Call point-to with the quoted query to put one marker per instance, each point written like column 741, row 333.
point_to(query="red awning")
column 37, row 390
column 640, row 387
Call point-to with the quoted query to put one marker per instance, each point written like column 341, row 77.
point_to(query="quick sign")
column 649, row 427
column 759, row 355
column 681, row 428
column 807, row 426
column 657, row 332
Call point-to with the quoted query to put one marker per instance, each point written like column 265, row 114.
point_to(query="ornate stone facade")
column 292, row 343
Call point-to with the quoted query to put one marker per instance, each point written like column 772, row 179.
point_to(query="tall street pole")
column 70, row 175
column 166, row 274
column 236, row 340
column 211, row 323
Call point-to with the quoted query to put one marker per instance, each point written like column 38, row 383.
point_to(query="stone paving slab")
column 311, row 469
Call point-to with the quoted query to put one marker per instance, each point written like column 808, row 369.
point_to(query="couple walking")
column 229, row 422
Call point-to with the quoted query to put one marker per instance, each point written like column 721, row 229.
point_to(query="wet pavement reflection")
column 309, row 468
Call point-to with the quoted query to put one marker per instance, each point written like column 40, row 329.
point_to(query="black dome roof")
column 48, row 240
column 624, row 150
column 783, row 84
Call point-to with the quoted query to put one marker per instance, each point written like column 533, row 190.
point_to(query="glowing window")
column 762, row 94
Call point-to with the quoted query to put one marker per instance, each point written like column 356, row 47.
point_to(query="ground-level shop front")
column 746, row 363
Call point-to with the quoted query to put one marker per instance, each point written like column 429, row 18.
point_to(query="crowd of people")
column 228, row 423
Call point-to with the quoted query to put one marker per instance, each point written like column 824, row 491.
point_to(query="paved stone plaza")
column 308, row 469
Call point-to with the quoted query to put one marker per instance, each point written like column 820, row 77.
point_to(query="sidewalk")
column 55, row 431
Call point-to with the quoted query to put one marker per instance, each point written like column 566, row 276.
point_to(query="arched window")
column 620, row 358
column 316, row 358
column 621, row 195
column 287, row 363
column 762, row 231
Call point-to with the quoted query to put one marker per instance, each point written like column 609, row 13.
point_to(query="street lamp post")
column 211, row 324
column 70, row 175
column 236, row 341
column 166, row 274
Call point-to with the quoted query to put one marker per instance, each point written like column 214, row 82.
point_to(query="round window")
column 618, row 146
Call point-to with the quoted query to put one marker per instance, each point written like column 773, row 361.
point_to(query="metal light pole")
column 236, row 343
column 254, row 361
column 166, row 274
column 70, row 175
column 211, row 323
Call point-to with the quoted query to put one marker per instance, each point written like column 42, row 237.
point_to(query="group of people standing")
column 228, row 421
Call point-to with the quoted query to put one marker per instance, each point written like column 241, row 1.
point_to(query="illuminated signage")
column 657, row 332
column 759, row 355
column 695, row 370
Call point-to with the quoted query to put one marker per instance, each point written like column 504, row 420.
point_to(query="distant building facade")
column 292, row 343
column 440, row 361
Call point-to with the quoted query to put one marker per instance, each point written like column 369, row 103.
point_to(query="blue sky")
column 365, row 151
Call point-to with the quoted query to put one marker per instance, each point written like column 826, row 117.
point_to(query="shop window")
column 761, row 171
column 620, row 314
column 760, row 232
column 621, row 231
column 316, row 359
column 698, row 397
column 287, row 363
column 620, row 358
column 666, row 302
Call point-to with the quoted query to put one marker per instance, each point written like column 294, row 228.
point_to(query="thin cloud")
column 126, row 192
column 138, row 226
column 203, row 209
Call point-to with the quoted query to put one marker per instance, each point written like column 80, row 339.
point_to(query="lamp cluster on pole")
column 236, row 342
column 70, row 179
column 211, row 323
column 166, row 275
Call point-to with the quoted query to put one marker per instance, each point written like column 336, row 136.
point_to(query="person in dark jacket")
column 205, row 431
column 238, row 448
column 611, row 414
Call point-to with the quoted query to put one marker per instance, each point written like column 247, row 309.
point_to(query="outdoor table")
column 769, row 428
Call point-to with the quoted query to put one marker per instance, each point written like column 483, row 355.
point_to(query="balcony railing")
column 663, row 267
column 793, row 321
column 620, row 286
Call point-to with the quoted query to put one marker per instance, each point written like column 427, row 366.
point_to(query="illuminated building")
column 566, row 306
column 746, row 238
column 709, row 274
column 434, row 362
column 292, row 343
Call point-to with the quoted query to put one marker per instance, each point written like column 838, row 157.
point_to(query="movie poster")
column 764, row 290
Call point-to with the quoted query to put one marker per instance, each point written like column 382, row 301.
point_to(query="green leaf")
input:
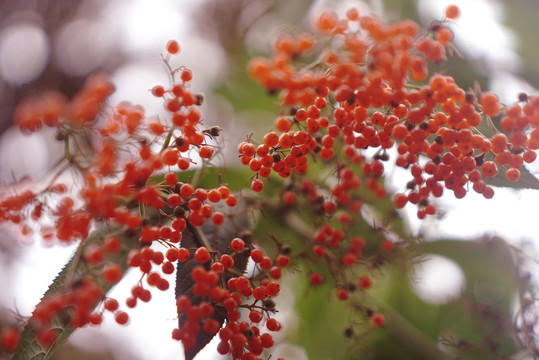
column 75, row 269
column 527, row 180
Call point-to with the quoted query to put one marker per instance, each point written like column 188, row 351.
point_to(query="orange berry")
column 378, row 320
column 512, row 174
column 452, row 12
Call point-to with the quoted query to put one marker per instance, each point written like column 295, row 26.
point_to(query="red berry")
column 257, row 185
column 10, row 339
column 237, row 244
column 173, row 47
column 202, row 255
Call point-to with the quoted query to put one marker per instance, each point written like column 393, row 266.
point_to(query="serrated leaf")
column 29, row 348
column 219, row 237
column 527, row 180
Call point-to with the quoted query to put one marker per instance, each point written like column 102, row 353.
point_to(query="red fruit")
column 202, row 255
column 10, row 339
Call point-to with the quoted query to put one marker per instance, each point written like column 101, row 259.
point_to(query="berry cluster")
column 353, row 94
column 357, row 98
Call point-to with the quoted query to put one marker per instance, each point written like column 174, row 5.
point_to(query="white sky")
column 146, row 28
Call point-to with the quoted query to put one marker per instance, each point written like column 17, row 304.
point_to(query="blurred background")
column 55, row 45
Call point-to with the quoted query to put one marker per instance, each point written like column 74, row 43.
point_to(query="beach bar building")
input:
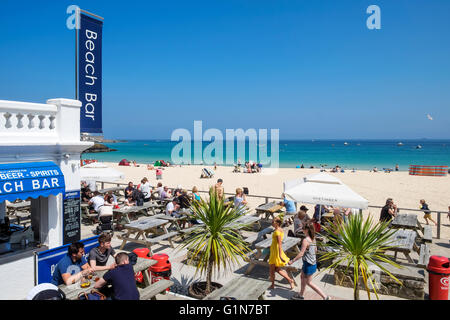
column 40, row 149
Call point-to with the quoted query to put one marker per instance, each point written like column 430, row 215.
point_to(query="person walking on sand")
column 427, row 212
column 308, row 254
column 278, row 258
column 218, row 189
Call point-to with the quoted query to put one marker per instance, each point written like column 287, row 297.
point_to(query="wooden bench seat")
column 189, row 229
column 149, row 293
column 427, row 234
column 163, row 237
column 424, row 255
column 241, row 288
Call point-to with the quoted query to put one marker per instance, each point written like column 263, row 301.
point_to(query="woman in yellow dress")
column 277, row 257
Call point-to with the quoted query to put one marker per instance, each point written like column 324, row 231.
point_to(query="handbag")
column 317, row 227
column 93, row 295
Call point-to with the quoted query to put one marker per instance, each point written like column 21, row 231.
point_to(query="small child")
column 427, row 212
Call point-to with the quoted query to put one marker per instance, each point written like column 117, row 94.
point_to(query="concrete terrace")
column 183, row 275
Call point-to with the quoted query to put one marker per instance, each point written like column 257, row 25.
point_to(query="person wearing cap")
column 178, row 191
column 300, row 220
column 218, row 189
column 172, row 208
column 72, row 267
column 98, row 256
column 121, row 278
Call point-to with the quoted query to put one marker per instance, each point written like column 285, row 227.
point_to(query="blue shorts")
column 309, row 269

- Ziel: Schreiben Sie alle obigen Datensätze vollständig und Zeile für Zeile unverändert ab. Lassen Sie die Bilder dabei aus Ihrer Antwort weg.

- Ergebnis der Übung:
Call point-to with the quoted query to put one marker per instance, each point written like column 741, row 333.
point_to(query="red awning")
column 37, row 390
column 640, row 387
Call point-to with the quoted query to put one marker per instance, each point written like column 341, row 77.
point_to(query="quick sign")
column 649, row 427
column 759, row 355
column 681, row 428
column 807, row 426
column 657, row 332
Call point-to with the quoted query to put one marker per instance, each point written like column 265, row 114.
point_to(query="ornate stone facade")
column 292, row 343
Call point-to with the quoted query to put one marker per instance, each point written like column 772, row 179.
point_to(query="tall street pole")
column 70, row 175
column 166, row 274
column 236, row 340
column 211, row 323
Call point-to with the quoted query to put one marker per instance, each point written like column 38, row 383.
point_to(query="stone paving slab")
column 311, row 469
Call point-to with the quoted query to put one marker per instance, each point written like column 808, row 369.
point_to(query="couple walking")
column 229, row 422
Call point-to with the quoted query to put one marker per instance, each point written like column 721, row 229.
point_to(query="wet pavement reflection")
column 309, row 468
Call point-to with the quoted query to put one marker per instance, each point written like column 40, row 329.
point_to(query="black dome roof")
column 48, row 240
column 624, row 150
column 783, row 84
Call point-to with the quoted query to put one marker per instance, each point written like column 533, row 190.
point_to(query="glowing window")
column 762, row 94
Call point-to with the quoted query to put one marker per instance, each point written like column 356, row 47.
point_to(query="ground-level shop front")
column 746, row 363
Call point-to with the quoted query to put one marker per instance, each point written like column 429, row 18.
point_to(query="crowd of people")
column 228, row 423
Call point-to with the quoted query to put one marker per instance, each point written like column 824, row 491.
point_to(query="paved stone plaza")
column 308, row 469
Call point-to with the quoted query to put one marker per instance, each point written like column 820, row 77.
point_to(query="sidewalk")
column 55, row 431
Call point-to with the quoted query to put one marker per instance, each point written like column 566, row 276.
point_to(query="arched window")
column 620, row 358
column 316, row 358
column 621, row 195
column 287, row 363
column 762, row 231
Call point-to with the quoted query to put one marker per instance, each point written like column 609, row 13.
point_to(query="street lamp post")
column 211, row 324
column 70, row 175
column 236, row 341
column 166, row 274
Call point-to with the quoted query to put one marker per instance, each point written like column 214, row 82.
point_to(query="round window")
column 618, row 146
Call point-to with the quoted query to put one marker per instance, each point written like column 773, row 361.
point_to(query="metal light pole")
column 236, row 343
column 254, row 361
column 166, row 274
column 70, row 175
column 211, row 323
Call point-to with the quoted query to put one marker per instance, each point written like column 42, row 237.
point_to(query="group of people standing")
column 228, row 421
Call point-to with the quoted query to put one marker per instance, each point written like column 241, row 1.
point_to(query="illuminated signage")
column 657, row 332
column 759, row 355
column 695, row 370
Call point-to with the quoted query to put one marker per instance, each point written like column 504, row 420.
point_to(query="distant building facade")
column 292, row 343
column 440, row 361
Call point-to with the quoted query to put one marker per instance, each point written like column 369, row 103.
point_to(query="blue sky")
column 365, row 151
Call point-to with the quoted query to put one marker per instance, each point written like column 826, row 117.
point_to(query="shop window")
column 761, row 171
column 620, row 314
column 760, row 232
column 621, row 231
column 316, row 359
column 698, row 397
column 287, row 363
column 620, row 358
column 666, row 302
Call point-to with the quoted query to put one marker per instance, each point written like column 294, row 228.
point_to(query="thin cloud")
column 126, row 192
column 138, row 226
column 203, row 209
Call point-to with the quoted query to put one marker per instance, each point written like column 80, row 339.
point_to(query="lamp cluster on pole")
column 236, row 342
column 70, row 179
column 211, row 323
column 166, row 275
Call point-to with the quoted query to put one marker per instance, each point written like column 336, row 136.
point_to(query="person in dark jacket")
column 205, row 431
column 238, row 448
column 611, row 414
Call point-to with the quoted query to put one marker per instance, each point written like column 247, row 309.
point_to(query="outdoor table")
column 769, row 428
Call point-to with the quoted query to put one marker per instance, each point written like column 483, row 355.
point_to(query="balcony railing")
column 663, row 267
column 793, row 321
column 620, row 286
Call point-to with the quoted query to put one marker per instance, each point written like column 427, row 366.
point_to(query="illuminated building")
column 566, row 306
column 746, row 238
column 709, row 274
column 434, row 362
column 292, row 343
Call point-to with the quoted query to put one marker per instance, each point written like column 838, row 157.
point_to(query="movie poster")
column 764, row 290
Call point-to with the quoted query to put one marker per instance, each point written like column 382, row 301.
point_to(query="green leaf")
input:
column 75, row 269
column 527, row 180
Call point-to with the quoted query to put one marker per instance, each point written like column 188, row 351.
point_to(query="orange berry")
column 378, row 320
column 512, row 174
column 452, row 12
Call point-to with the quoted query to put one marker per instance, each point written like column 295, row 26.
point_to(query="red berry")
column 257, row 185
column 10, row 339
column 237, row 244
column 173, row 47
column 202, row 255
Call point-to with the quoted query to put one marker per instance, each point written like column 393, row 266.
point_to(query="serrated leaf")
column 29, row 348
column 219, row 237
column 527, row 180
Call point-to with the quoted query to put one marker per instance, each point written like column 102, row 353.
point_to(query="red fruit")
column 202, row 255
column 10, row 339
Call point-to with the quoted query to put one marker per instance, each point written like column 101, row 259.
point_to(query="berry cluster")
column 353, row 94
column 357, row 98
Call point-to with the quoted query to put one marker per instance, each point written like column 174, row 5.
point_to(query="white sky")
column 146, row 28
Call point-to with the quoted query to put one marker per instance, each point written like column 17, row 304.
point_to(query="blurred background")
column 55, row 45
Call point-to with the quoted query to put one marker per instance, each point written like column 74, row 43.
point_to(query="beach bar building")
input:
column 40, row 149
Call point-to with the quoted query to put one marker per instance, each point written like column 430, row 215.
point_to(query="person walking on sand")
column 427, row 212
column 308, row 254
column 278, row 258
column 218, row 189
Call point-to with the quoted query to put one marker per instance, each point written like column 287, row 297.
point_to(query="wooden bench seat")
column 189, row 229
column 149, row 293
column 427, row 234
column 163, row 237
column 424, row 255
column 241, row 288
Call point-to with the quoted query to put one marker per instance, each point written like column 263, row 301.
point_to(query="woman in yellow dress")
column 277, row 257
Call point-to with the quoted query to put one marker per instance, each point written like column 324, row 231.
point_to(query="handbag")
column 317, row 227
column 93, row 295
Call point-to with the quoted query to put one marker per instance, each point written like column 21, row 231.
point_to(query="small child")
column 427, row 212
Call point-to with the quoted query to put one marker per instance, each point written like column 117, row 94.
point_to(query="concrete terrace")
column 183, row 275
Call point-to with the quoted query to put one marker per instance, each point written like column 257, row 25.
point_to(query="person wearing cap")
column 178, row 191
column 300, row 220
column 218, row 189
column 172, row 208
column 72, row 267
column 98, row 256
column 121, row 278
Call point-to with the quoted query to put one marker per instance, each point written like column 285, row 227.
point_to(query="blue shorts")
column 309, row 269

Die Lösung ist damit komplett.